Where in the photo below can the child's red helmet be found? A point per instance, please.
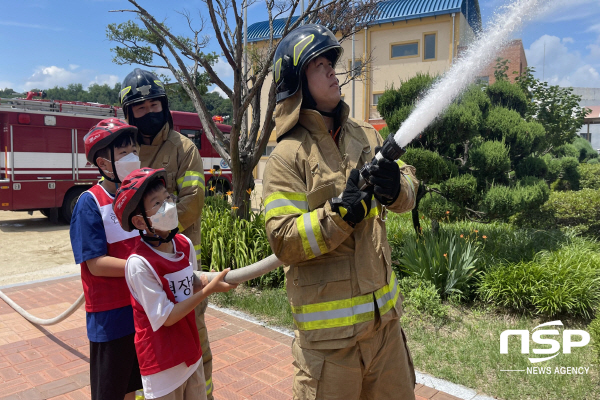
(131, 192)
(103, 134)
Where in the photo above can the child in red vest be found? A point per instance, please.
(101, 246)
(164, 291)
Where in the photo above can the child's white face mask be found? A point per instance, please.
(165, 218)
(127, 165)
• • • • • • •
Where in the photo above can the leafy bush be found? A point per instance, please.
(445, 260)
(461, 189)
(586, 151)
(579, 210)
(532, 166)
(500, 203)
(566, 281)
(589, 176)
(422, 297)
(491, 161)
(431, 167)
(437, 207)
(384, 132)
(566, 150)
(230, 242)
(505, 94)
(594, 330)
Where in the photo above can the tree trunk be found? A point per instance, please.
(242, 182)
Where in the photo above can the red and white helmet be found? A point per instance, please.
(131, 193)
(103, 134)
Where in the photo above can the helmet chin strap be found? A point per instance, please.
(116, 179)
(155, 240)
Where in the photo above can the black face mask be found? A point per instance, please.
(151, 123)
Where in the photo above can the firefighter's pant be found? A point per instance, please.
• • • • • • •
■ EXERCISE DETAILS: Write out again the entries in the stretch from the line that contains "Where in the photo above can the leafy" through the line that contains "Where in the photo above can the firefighter's", substituting "hard hat" for "helmet" and leaving all else unchanged.

■ CORRECT RESULT:
Where in the photo above can the leafy bush be found? A point per instance, please.
(445, 260)
(461, 189)
(586, 151)
(579, 210)
(532, 166)
(500, 203)
(566, 281)
(589, 176)
(422, 297)
(491, 161)
(431, 167)
(437, 207)
(384, 132)
(566, 150)
(230, 242)
(505, 94)
(594, 330)
Where in the photo above can the tree trunk be found? A point per instance, please.
(242, 182)
Where in the photo above can the red and white hard hat be found? A point per instance, please.
(131, 193)
(103, 134)
Where in the photo above can the hard hat chin strap be found? A point per instance, please.
(116, 179)
(155, 240)
Where in the photo above can the black face mask be found? A point per instance, please.
(151, 123)
Where in the photo above can the firefighter's pant be found? A point per instance, please.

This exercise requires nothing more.